### [What you need to do]
Reproduce each of the items below word for word, leaving out the pictures.

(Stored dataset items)
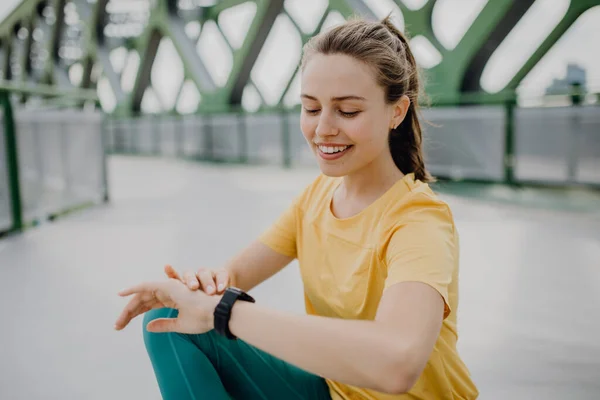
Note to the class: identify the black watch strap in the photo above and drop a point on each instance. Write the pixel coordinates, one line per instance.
(222, 312)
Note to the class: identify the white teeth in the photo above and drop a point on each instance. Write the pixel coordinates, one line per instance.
(331, 150)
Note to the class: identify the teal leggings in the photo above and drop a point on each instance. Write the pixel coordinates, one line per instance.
(211, 367)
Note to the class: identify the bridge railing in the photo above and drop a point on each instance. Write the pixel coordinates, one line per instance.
(494, 143)
(52, 157)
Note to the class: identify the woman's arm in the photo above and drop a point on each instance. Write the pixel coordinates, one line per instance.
(386, 355)
(255, 264)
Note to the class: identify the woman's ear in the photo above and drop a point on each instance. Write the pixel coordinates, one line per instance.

### [Result of this exercise]
Note to the class: identify the black watch strap in the photo above and drop a point on each instance. Write the pixel coordinates, one line per instance.
(222, 312)
Note to the class: identify the white teeth in the photo above and drop a point on each instance. Write the pixel coordinates, one line per instance.
(331, 150)
Note to the class: identify the teal leggings in the photo above and drop a point on each instance. Write the pixel coordinates, one line per instance.
(211, 367)
Note to the class: identify the bridge railing in the photo above and drop a point on each instance. Write the pixel coordinates, one line per instance.
(494, 143)
(52, 157)
Note to the class: identify the woman's arm in the photo above and drop a point on each instance. Write the pixel coordinates, one line per instance.
(386, 355)
(255, 264)
Note to the class: identify the woman's ear in the photo above and drop a point on each instance. Write the pixel coordinates, one line per instance.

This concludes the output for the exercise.